昨年秋、市内の産婦人科病院での無資格助産事件は記憶に新しいところですが、年間分娩数が3000件もあって助産師が6人という産婦人科病院の実態には驚きの声が上がりました。
産科医・産院不足は深刻で、県の調査によると、この3年間で県内の分娩件数は約5700件ほど減少する見込みだといいます。この間、地域を歩いてみても、閉院した産科があり、また分娩の予約が取れないという声もたくさん聞きました。 先の事件をきっかけに、日本の産科医療の問題点ばかりがクローズアップされていましたが、周産期死亡率は日本が一番低いし妊産婦死亡率も世界でトップレベルの低さです。その影で産科医療に従事している方たちは、多くの自己犠牲も強いられています。友人の産科医もひと月に8回は宿直とこぼしていましたが、世界でトップクラスの周産期医療実績を出しているのも事実。ところが、産婦人科の訴訟率は非常に高く、3人に1人の医師が訴訟をかかえている割合いになるそうです。「患者のための医療」よりも「訴えられないための医療」に変わり、そのうちやめていく。裁判の増加によって医療崩壊の危機に瀕しているという事実も見据えなければならないのではないでしょうか。政府も「無過失補償制度」の検討を進めているようです。不幸にして赤ちゃんが障害を負ってしまった場合に、速やかに経済的支援を与える制度で、まず支援を与えた上で、医療側に責任が有ったのか否かは別の第三者機関が検討することで、裁判という最悪の事態を避けようというものです。
ある産科医は、「マスコミが医者の不始末を尻ぬぐいするために税金を使うのか」とか言い出す可能性は充分と、皮肉交じりにおっしゃいました。でも、医者の産婦人科離れの大きな原因を指摘する現場の声、無視できません。

## 作業内容
A – 提示文によると、無資格助産事件が起きた産婦人科病院の年間分娩数は何件か。
B – 提示文に沿って、産婦人科の医師が医療をやめていく理由を説明してください。

## 分析用データ
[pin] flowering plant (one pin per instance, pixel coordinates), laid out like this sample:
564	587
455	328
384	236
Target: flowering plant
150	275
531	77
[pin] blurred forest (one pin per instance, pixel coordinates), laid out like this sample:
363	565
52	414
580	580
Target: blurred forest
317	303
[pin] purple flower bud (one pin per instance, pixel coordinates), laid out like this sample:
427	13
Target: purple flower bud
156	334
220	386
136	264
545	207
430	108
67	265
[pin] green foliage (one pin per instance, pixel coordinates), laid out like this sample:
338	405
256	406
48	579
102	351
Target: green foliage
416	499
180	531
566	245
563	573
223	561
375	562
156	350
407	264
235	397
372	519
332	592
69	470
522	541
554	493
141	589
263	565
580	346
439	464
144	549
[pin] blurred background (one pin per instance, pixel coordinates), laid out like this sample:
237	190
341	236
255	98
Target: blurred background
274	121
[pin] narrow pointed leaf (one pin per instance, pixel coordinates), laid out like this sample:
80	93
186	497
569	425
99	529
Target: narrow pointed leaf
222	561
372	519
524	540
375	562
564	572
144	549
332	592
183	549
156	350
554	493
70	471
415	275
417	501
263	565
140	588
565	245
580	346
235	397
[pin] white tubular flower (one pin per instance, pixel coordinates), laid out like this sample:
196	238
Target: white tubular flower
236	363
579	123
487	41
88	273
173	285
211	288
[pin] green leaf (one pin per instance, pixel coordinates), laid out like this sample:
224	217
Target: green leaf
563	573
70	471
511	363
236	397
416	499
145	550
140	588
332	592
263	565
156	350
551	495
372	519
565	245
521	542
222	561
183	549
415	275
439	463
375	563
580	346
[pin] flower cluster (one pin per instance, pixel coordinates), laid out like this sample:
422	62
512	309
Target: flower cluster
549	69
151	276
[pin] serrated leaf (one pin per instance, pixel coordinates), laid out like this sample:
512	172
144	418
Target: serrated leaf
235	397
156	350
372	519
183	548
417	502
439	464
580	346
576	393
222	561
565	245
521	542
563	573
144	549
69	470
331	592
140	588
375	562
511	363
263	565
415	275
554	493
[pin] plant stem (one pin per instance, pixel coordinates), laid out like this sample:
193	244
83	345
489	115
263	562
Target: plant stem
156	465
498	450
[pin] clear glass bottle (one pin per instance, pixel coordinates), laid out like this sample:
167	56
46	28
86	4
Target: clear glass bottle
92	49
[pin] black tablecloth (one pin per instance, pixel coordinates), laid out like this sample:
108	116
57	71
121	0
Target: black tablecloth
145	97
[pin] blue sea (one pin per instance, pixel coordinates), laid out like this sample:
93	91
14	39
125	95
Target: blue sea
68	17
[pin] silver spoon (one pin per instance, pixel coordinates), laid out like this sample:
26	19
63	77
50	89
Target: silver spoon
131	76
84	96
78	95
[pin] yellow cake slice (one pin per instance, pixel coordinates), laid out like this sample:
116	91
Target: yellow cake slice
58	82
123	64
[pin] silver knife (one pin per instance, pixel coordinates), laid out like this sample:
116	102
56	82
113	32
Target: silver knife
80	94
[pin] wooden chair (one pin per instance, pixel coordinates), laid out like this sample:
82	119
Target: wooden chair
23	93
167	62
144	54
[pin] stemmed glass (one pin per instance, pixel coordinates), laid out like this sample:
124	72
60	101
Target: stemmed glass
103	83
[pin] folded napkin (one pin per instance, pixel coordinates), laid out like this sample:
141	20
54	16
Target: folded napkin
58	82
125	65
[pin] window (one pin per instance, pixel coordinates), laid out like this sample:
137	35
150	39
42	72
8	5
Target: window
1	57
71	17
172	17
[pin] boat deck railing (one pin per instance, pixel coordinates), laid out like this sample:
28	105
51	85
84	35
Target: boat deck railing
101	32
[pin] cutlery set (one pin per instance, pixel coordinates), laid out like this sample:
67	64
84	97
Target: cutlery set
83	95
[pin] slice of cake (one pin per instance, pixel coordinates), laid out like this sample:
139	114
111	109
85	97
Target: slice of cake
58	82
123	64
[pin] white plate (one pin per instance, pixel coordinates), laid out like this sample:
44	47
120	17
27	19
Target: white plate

## 各作業の解答
A – 3000件

B – 産婦人科は訴訟率が非常に高く、3人に1人の医師が訴訟を抱えている割合になるとされています。そのため医療が「患者のための医療」から「訴えられないための医療」に変わり、やがて医師がやめていきます。